Supplied material ->
---+---
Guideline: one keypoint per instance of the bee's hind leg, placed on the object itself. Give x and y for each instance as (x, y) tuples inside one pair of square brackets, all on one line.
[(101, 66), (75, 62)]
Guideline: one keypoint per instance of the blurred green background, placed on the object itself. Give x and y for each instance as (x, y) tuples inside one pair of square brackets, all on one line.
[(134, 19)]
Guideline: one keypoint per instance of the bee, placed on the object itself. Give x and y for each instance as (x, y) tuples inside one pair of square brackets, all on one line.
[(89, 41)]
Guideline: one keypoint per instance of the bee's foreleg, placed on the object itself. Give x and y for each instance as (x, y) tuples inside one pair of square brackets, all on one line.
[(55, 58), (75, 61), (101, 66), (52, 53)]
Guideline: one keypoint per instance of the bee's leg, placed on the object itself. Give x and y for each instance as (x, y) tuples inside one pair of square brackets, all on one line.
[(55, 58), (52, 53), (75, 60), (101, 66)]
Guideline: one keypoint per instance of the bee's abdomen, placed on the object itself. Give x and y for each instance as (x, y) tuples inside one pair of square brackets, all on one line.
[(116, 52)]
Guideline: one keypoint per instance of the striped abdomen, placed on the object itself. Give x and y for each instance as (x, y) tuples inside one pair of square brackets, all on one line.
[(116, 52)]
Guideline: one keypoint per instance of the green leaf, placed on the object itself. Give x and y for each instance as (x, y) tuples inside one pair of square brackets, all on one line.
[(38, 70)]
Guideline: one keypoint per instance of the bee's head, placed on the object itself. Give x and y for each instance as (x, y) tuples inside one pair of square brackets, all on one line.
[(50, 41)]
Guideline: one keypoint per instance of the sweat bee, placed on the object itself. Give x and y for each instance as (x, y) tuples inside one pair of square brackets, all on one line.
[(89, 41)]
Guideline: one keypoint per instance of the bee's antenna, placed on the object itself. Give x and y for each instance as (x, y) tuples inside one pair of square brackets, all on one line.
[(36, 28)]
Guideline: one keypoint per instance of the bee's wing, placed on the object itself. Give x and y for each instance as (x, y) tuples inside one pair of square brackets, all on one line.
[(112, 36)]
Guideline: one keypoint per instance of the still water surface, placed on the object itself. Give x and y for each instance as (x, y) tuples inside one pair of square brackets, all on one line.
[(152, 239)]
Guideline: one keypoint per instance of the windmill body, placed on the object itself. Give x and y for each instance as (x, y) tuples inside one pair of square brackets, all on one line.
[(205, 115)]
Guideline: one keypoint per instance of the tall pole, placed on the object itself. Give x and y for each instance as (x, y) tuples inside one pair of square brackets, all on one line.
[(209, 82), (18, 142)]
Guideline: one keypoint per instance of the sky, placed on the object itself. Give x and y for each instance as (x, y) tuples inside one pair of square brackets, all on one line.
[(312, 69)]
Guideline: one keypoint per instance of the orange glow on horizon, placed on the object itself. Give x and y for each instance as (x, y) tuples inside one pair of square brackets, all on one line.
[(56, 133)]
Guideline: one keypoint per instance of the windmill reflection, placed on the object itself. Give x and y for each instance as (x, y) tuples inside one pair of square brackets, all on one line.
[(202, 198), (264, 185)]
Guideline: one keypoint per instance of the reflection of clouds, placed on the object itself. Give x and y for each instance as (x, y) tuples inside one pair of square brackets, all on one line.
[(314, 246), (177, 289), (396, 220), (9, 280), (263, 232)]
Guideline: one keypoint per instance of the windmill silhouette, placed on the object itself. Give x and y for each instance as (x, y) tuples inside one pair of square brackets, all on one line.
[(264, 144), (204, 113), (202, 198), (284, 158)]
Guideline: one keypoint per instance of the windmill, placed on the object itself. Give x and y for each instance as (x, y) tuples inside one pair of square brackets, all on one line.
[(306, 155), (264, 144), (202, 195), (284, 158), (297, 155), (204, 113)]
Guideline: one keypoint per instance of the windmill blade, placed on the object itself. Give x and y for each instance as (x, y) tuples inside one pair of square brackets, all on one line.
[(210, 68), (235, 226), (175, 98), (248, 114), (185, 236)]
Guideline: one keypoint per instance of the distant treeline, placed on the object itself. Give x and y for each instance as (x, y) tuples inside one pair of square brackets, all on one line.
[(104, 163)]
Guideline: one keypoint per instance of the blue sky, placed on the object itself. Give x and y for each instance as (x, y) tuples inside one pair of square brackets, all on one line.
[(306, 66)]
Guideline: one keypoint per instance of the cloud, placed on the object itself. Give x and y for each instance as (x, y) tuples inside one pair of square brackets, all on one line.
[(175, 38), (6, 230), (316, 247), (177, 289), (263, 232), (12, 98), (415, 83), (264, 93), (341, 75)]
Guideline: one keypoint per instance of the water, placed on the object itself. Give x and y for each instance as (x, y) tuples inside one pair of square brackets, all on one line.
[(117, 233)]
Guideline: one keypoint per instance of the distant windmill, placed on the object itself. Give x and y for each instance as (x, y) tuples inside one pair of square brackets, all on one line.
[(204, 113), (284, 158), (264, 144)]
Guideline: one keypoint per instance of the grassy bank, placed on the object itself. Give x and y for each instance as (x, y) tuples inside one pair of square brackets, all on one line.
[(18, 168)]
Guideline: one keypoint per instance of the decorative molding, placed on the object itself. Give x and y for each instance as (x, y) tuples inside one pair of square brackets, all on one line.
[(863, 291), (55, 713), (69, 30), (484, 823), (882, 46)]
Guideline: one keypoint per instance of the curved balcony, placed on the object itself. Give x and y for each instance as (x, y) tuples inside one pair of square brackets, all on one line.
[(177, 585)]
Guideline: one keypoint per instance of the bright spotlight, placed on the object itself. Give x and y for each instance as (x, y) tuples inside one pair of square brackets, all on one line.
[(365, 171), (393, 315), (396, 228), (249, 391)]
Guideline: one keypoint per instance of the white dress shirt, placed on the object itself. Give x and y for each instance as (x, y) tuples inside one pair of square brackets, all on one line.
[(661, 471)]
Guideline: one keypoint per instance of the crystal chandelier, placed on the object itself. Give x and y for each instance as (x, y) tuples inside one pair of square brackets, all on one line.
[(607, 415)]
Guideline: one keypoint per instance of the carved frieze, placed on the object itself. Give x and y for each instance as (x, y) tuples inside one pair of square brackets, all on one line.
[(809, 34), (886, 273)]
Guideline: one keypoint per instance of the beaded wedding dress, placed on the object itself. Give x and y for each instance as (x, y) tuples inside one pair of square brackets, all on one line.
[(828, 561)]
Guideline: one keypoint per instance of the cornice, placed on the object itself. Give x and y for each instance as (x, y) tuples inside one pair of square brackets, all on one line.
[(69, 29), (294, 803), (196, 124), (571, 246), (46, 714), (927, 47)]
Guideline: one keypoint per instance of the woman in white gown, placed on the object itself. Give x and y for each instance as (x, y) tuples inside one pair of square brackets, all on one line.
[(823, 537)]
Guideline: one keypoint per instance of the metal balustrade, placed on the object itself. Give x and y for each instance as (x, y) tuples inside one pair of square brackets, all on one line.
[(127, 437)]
---+---
Exercise task -> Using the data above, repeat every line exactly.

Answer ->
Guideline: one keypoint per instance of the bee's hind leg, placed on the object itself. Give x and y for each instance as (x, y) tuples inside one pair of square brackets, all on one line.
[(101, 66), (75, 62)]
Guideline: one keypoint per instance of the blurred green background, placed on the object itself. Give x and y for each instance as (x, y) tuples inside one pair of square brackets, all on one line.
[(134, 19)]
Guideline: one keypoint per instance of the bee, placed on the object itself. Give x and y for each instance as (x, y) tuples inside one pair of square brackets, all on one line.
[(89, 41)]
Guideline: one keypoint per instance of the bee's foreleg, placed on the object itself. Give x and y for each instance as (x, y) tuples inside one pair of square brackets, all on one line.
[(55, 58), (75, 61), (101, 66), (52, 53)]
Guideline: one keypoint per instance of the bee's leg, placed on the object itself. Give x and y for each instance as (x, y) tuples inside one pair of square brackets, all on one line.
[(55, 58), (52, 53), (75, 60), (101, 66)]
Guideline: one keypoint per instance of the bee's abdomen, placed on the object itself. Give x and y for each instance as (x, y) tuples inside one pair of square brackets, all on one line.
[(116, 52)]
Guideline: one keypoint per instance of the striped abdomen, placed on the object itself. Give x and y for each instance as (x, y) tuples inside one pair of square brackets, all on one line.
[(116, 52)]
Guideline: one keypoint per instance of the green leaf, placed on the object itself. Give x and y for each instance as (x, y) tuples inside one pair of square brackets, all on one line.
[(38, 70)]
Guideline: one keypoint per instance of the bee's head, placed on the object itself. Give x and y for each instance as (x, y) tuples inside one pair of square brackets, all on one line.
[(50, 41)]
Guideline: one keypoint per instance of the sweat bee, placed on the object itself. Give x and y for each instance as (x, y) tuples inside one pair of square brackets, all on one line.
[(89, 41)]
Guideline: one keypoint per instance of the bee's antenna, placed on the object itself. Give x and y for each instance as (x, y) tuples inside one pair of square brackets, all on one line.
[(36, 28)]
Guideline: one keypoint per instance of the bee's wing, placed on the object itself. Give x and y for each instance as (x, y) tuples inside one pair of square brackets, all on one line.
[(112, 36)]
Guideline: one keypoint per instance of the still water surface, placed on the object itself. Give x and y for each instance as (x, y) tuples inside one pair of square brackets, all on one line.
[(152, 239)]
Guideline: one keypoint per instance of the windmill body, placed on the object itself. Give x and y for each instance as (x, y) tuples inside one pair of square brackets, all on one line.
[(205, 115)]
Guideline: one keypoint per instance of the tall pole, placed on the object itself. Give x and y for each instance as (x, y) tuples inside one pair of square brackets, all on one line.
[(209, 82), (18, 142)]
Guideline: one keypoint per instance of the sky, placed on the object itself. Give x and y for each instance as (x, y) tuples inside one pair of square brackets, all on one line.
[(312, 69)]
Guideline: one keypoint per instance of the orange glow on horizon, placed on the object itself. Give x and y for each instance as (x, y) tuples inside one pair of square brackets, all on one line.
[(56, 133)]
Guideline: one keypoint per instance of the windmill reflection, placed on the object itself. Give x and y for each instance as (x, y) tuples inside one pair of square brackets, all on one line.
[(202, 198), (264, 185)]
Guideline: one keypoint per instance of the reflection of clouds, placed on the object itself. Give x and y for each instance as (x, y) tuples inside one pair of square brackets, all on one line.
[(314, 246), (177, 289), (396, 220), (9, 280), (263, 232)]
Guideline: one keypoint per instance of the windmill silhouette, placed on the object itself. Give x and y for each instance as (x, y) tuples inside one pair of square brackets, all on one line.
[(264, 144), (204, 113), (202, 198), (284, 158)]
Guideline: one keypoint per instance of the windmill, placed on the object itself. Give x and y for each instance as (x, y) tuples inside one pair of square brackets, all on one line.
[(306, 155), (264, 144), (202, 195), (284, 158), (297, 155), (204, 113)]
Guideline: one keypoint per instance of the windmill blade, placed on the object itself. Give x and y for each instance as (x, y) tuples inside one pair of square brackets, all on one line.
[(210, 68), (235, 226), (175, 98), (248, 114), (185, 236)]
Guideline: one keypoint per instance of the distant treeline, placed on the object itself. Give x and y for each instance as (x, y) tuples inside one pair of square brackets, all on one line.
[(104, 163)]
Guideline: one keypoint per instance of the blue sky, placed on the object itself. Give x and y for each instance as (x, y) tuples inside one pair of square brackets, all on one line.
[(306, 66)]
Guideline: one keypoint per instance of the cloud, placed on the object itself. Give x and y for each instance as (x, y) tuples inside one pair of square brackets, all on one line.
[(175, 38), (6, 230), (316, 247), (177, 289), (263, 232), (12, 98), (415, 83), (264, 93), (341, 75)]
Guideline: one keypoint per instance of the water, placed on the object itself. Give x and y for each instance as (x, y) tuples inside one pair of square brackets, all on one line.
[(117, 233)]
Guideline: one keypoint per instance of the distant windmill, placed on the object itself. Give x and y for each instance as (x, y) tuples inside one pair of square brackets, all on one line.
[(204, 113), (284, 158), (264, 144)]
Guideline: one keypoint per instance of the grassy bank, placed on the object itself. Give x and y for each instance as (x, y) tuples inside one pair of square brackets, all on one line.
[(18, 168)]
Guideline: one keypoint per instance of the decorative molding, placed on the object itself. Give x and y for each instance as (x, y) tuples inside one pair of square brackets, all on one line.
[(863, 291), (55, 713), (69, 30), (484, 823), (882, 46)]
Guideline: one keypoint per instance of the curved balcony, placed on the object itself. Give x and y for each instance as (x, y) tuples inside one pair of square brackets, all on one line.
[(177, 585)]
Guideline: one keypoint per instance of the bright spotlight, placed on the object itself. Give x and y for each instance as (x, y) tuples inside one pair of square brackets, all on one line.
[(365, 171), (393, 315), (396, 228), (249, 391)]
Guideline: one keypoint per instance of the white dress shirt, placed on the object itself. Give x and y for each instance as (x, y) tuples inside one pair of square brackets, all on one line.
[(661, 471)]
Guideline: one keypoint per instance of the crystal chandelier, placed on the object itself. Give x and y for each instance as (x, y) tuples inside one pair of square brackets, all on one line.
[(607, 415)]
Guideline: one keypoint per instance of the carved frieze, placed on the object itself. Give x and y for each instance as (x, y) tuples inside one pair of square brackets, all on one line.
[(809, 34), (886, 273)]
Guideline: one keypoint per instance of the beaded wedding dress, placed on the object itself. Give x and y for each instance as (x, y) tuples inside one pair of square brackets, all on one line.
[(828, 561)]
Guideline: one keypoint per instance of the cornice, placed on the object itself. Give x and y for each instance as (x, y) tuples inside one pair of square brackets, all on one line.
[(69, 29), (294, 803), (196, 124), (571, 246), (46, 714), (927, 47)]
Guideline: one keypoint per instance of the woman in white gown, placed on the object itself. Give x and y for each instance as (x, y) tuples inside one pair of square brackets, all on one line.
[(823, 537)]
Guideline: one keypoint per instance of the metal balustrade, placed on the object itself. Give x and y for each instance as (x, y) tuples inside one pair of square brackets, all on one line.
[(127, 437)]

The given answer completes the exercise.